◆ **INSTRUCTIONS FOR THE TASK**
Reproduce the material below word for word, leaving out the pictures.

◆ **Stored data entries**
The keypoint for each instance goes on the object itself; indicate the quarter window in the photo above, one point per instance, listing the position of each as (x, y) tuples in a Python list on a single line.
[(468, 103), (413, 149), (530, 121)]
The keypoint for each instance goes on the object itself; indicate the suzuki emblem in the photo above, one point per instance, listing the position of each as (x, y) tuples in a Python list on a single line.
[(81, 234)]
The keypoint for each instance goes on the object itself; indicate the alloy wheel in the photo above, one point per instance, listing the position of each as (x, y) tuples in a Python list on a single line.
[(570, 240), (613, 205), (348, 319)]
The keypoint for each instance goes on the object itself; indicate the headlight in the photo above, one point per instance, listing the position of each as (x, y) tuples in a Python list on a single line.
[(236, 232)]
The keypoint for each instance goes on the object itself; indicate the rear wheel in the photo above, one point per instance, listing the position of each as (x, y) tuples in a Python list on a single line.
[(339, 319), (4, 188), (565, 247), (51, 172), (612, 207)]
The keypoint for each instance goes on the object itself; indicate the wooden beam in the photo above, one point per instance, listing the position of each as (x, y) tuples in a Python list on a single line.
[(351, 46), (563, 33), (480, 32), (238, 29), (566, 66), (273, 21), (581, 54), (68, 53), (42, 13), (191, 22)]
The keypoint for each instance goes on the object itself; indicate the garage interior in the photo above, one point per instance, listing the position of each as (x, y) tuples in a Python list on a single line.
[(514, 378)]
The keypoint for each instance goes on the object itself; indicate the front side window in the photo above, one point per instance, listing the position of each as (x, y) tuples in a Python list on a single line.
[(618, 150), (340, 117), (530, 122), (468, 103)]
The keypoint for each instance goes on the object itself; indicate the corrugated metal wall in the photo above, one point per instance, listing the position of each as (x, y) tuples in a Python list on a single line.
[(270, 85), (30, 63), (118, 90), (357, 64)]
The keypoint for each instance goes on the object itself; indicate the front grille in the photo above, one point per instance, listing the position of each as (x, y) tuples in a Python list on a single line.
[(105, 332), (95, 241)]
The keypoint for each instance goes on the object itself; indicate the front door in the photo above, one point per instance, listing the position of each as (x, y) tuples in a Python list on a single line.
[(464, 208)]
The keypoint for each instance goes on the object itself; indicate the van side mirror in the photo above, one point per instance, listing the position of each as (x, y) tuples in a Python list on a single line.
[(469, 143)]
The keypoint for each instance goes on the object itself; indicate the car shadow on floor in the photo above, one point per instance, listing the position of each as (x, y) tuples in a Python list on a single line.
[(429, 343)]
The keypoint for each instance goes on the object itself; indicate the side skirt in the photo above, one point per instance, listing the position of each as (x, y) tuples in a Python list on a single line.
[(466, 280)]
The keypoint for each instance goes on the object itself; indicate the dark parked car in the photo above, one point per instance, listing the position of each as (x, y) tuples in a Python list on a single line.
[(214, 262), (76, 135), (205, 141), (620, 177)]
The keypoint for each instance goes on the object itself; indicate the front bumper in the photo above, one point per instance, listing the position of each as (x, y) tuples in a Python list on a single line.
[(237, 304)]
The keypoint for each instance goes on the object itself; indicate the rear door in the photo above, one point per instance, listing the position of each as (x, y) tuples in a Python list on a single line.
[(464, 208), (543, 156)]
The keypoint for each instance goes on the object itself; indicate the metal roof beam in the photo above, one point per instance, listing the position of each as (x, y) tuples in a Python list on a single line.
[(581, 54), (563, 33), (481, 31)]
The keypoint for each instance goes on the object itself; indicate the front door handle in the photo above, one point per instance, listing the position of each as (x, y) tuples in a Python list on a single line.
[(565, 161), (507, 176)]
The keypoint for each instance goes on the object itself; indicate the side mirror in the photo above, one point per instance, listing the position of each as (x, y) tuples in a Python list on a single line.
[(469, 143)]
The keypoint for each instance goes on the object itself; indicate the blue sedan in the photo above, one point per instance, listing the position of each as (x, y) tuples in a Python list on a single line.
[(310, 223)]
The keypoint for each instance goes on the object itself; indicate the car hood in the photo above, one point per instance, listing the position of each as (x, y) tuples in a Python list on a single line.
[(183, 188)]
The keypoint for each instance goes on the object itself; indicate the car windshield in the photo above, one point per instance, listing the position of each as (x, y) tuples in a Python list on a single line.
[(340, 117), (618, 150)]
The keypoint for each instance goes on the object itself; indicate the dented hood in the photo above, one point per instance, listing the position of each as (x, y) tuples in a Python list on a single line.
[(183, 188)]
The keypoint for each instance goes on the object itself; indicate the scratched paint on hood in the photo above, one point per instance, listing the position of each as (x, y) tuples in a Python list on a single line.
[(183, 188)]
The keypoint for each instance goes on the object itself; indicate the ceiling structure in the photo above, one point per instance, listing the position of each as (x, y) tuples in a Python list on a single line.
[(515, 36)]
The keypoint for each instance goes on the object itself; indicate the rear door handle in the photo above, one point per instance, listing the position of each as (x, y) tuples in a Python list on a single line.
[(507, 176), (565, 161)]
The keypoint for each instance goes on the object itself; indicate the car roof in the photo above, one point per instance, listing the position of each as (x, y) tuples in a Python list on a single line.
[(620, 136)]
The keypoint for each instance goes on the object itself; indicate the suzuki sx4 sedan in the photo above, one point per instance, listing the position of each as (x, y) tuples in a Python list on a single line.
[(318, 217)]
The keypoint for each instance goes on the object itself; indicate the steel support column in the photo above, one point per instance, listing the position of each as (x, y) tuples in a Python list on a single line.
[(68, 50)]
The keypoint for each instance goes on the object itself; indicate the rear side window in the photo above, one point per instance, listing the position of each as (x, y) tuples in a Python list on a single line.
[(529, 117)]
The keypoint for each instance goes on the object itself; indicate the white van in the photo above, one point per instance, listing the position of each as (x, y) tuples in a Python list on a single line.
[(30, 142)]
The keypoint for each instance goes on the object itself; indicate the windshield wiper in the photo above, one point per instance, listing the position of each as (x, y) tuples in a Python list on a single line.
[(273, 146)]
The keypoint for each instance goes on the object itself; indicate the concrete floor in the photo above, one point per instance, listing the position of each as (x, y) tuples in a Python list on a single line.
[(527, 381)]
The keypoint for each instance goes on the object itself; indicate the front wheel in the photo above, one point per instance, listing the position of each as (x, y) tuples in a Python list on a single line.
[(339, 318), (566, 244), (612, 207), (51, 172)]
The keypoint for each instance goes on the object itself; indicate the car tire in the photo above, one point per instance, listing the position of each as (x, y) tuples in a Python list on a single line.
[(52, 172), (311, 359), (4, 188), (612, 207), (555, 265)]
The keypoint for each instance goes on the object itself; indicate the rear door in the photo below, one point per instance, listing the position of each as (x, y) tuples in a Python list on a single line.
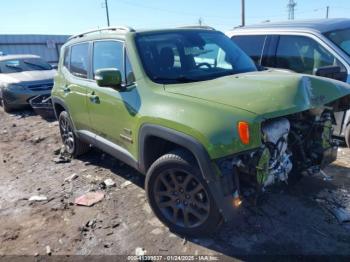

◆ **FULL OUTPUT**
The keypoint for each instance goes on the object itself; indicate the quarter window in the photo above, one point per instance, listing the position of each as (x, y) tuples in a Python list on a single line.
[(468, 103), (413, 149), (530, 121)]
The keypoint for each instance goes on the object itself; indicate the suzuki emblem in the photo above, one point per instance, listing the position of each as (x, y) tuples in a Python list on a single line.
[(81, 234)]
The keypoint for each instance goes on the object itself; indicate the alloy wheel in the photo above, one point per instance, listing the position of each as (x, y) tuples in a Python list on a single line.
[(570, 240), (613, 205), (348, 319)]
The keypoint for each instance goes on the object itself; indicate the headlight in the photo above, one point per instance, listing the position of each as (x, y) tuples in a Python list on a single line.
[(236, 232)]
The keypoint for each instance goes on the object itself; indicate the rear wheel in the photo above, one point per instance, listing the position of each as (x, y) tuples in a Python list on a single line.
[(339, 319), (4, 188), (565, 247), (51, 172), (612, 207)]
The keypoint for each instance goes on the object itself; indicate the wooden beam in the photo above, one point per instance, listing the position of each as (x, y) tuples in a Python list on a single line.
[(351, 46), (563, 33), (480, 32), (238, 29), (566, 66), (273, 21), (581, 54), (68, 53), (42, 13), (191, 22)]
The keypoint for each instance goes on the object itself; indicate the garage interior in the photo above, one point per instance, listing the position of each as (x, y) tuples in a Python list on a single line.
[(514, 378)]
The keypoint for each instance goes on the object itself; indicate the front side window in the photo above, one point per instance, listing the position of each as (x, y) tuples in a Python list on a single line.
[(618, 150), (340, 117), (530, 122), (468, 103)]
The keypoint for each instance goes on the object itself; indicate the corrugated metal wall in the photo above, one point per instance, listing the position of each as (x, y) tuples in a Python list on a single line.
[(270, 85), (30, 63), (118, 90), (357, 64)]
The keypoint for each instance goes on the object itself; indicate the front grille in the photo above, one point per instance, listing the position of each as (x, y) tuples in a Python list on a single line.
[(105, 332), (95, 241)]
The keypoint for each instance goes on the object itself; indicate the front door in the photo above, one point per instance, listing the position of each as (x, y) tuples in a Python list on a single line.
[(464, 208)]
The keypoint for each instance goes on the object itself; indicate the van side mirror in the photo above, one point per instance, listing the position of each as (x, y) tuples in a Python list on a single line.
[(469, 143)]
The keypoint for each instance goes on the object itself; indicate the car shadow on floor in the photo above, one point per instance, listing the position of each as (x, y) tuples in a Python list on a single line.
[(429, 343)]
The keypoint for each instance goes on the object itself; indicate the side skirt in the photo above, one point per instance, listing the position of each as (x, y) tuples in a Python list on a single line.
[(466, 280)]
The keypoint for each instance goes on the object itself; indicate the dark parked car in the photo above, one point per instance, listing the position of each as (x, y) tuples in a Python list on a single line.
[(214, 262), (76, 135), (205, 141), (620, 177)]
The keypoint for each instance goes on the object itself; indicate the front bumper in the photo above, one point per instance, listing the position of each as (x, y) tuples in a Python list on a single line.
[(237, 304)]
The keypoint for each instance goes on the object itself; indicate the rear door in the photo above, one point per instance, listing the position of each as (x, y) tuples in a Python list on a single line.
[(464, 208), (543, 156)]
The keypoint for each instance goes on the object itself; indicate the metal roof beam in the photo above, one point per instance, listing the position of each as (x, y) tuples in a Python list on a single line.
[(581, 54), (563, 33), (481, 31)]
The keypoint for each instance goes on the object itself; indicate the front door handle in the photo above, one point per instance, listing the position of each as (x, y) tuples in a Python list on a single line.
[(565, 161), (507, 176)]
The keypoint for each instance goes on the object itself; indicate the side mirror in the photo above, one point per instance, listing the position of each as (x, y) tuples in a Python list on a single line.
[(469, 143)]
The keypoint for each instance goes on the object itself; indicate the blue sedan in the photo above, one point per instance, listing the position of each as (x, y) tuples in a Python list on a single line.
[(310, 223)]
The keypoint for each instance goes on the object itself; indicate the car hood in the photo above, one point per instance, listing the position of each as (x, y) tuples in a Python list on a single line.
[(183, 188)]
The keypoint for each instance goes on the object itself; indicate the car windshield in the photo above, one point per instance, listing the position of each as (x, y) tuples in a Python list on a single line.
[(340, 117), (618, 150)]
The keypoint for each instance goes on the object itself; indicate the dented hood in the photo above, one point per instance, listing the position of each as (x, y) tuples in a Python list on a single line.
[(183, 188)]
The keypoint for each instance goes on the object itself; indicate the scratched paint on hood in the photo above, one point per instance, listing the position of each as (x, y) tuples in a Python list on a single line.
[(183, 188)]
The keypoint for each instance goes on the object itself; indicate the ceiling structure in the photo above, one point per instance, listing the position of each as (x, y) tuples in a Python list on a single line.
[(515, 36)]
The keypoint for each instance goes on the object itself; indicate the rear door handle in the photo above, one point per instance, listing the position of each as (x, y) tuples in a Python list on a single line.
[(507, 176), (565, 161)]
The keypoint for each instance goes on the object itself; indicate the car roof in the photo above, one point per instance, listing the position of each as (x, y) tuples in a Python list on a single line.
[(620, 136)]
The keypoint for each instance goes on the object itself; indicate the suzuki sx4 sedan in the photo above, one point per instance, listing the position of each as (x, y) tuples in a Python list on a single line.
[(318, 217)]
The keypoint for each instance goes on the object itself; indicate the steel support column in the photo above, one point per instance, listing the position of each as (x, y) tuples in a Python list on a single line.
[(68, 50)]
The keypoint for each instance goes on the object itself; indicate the rear side window in the photo above, one point per instance, listing the position of each as (x, y) tuples in a Python list on a single line.
[(529, 117)]
The keypoint for each instance goes on the object itself; indicate the white van in the photo above, one point per instance, listing the position of each as (x, y) tuples in a Python list on a single line.
[(30, 142)]
The keypoint for each instance goes on the object itself; indicate the windshield wiper in the photo above, one point per instance, listing the position of each as (x, y) tuples in a Python list on a single line.
[(273, 146)]
The keypoint for each instance goes on the object itself; indicate the concrete floor in the photo above, one point per instance, listing the position of each as (x, y) tuples in a Python list on a single line.
[(527, 381)]
The keypoint for each instance goes on the object itself; indicate the front wheel in the photo above, one point per instance, listing the position of each as (x, y) tuples in a Python list on a single line.
[(339, 318), (566, 244), (612, 207), (51, 172)]
The keypoint for each instance goes on the object itself; indicate the car tire in the photo above, one point per instance, listing the position of each as (x, y) tuples in a Python list on a single line.
[(52, 172), (311, 359), (4, 188), (612, 207), (555, 265)]
The keypoint for each instance goes on the object itself; indicate the rear door in the photo below, one point per instance, listing the position of each as (x, y) tuples in a Python list on a single line.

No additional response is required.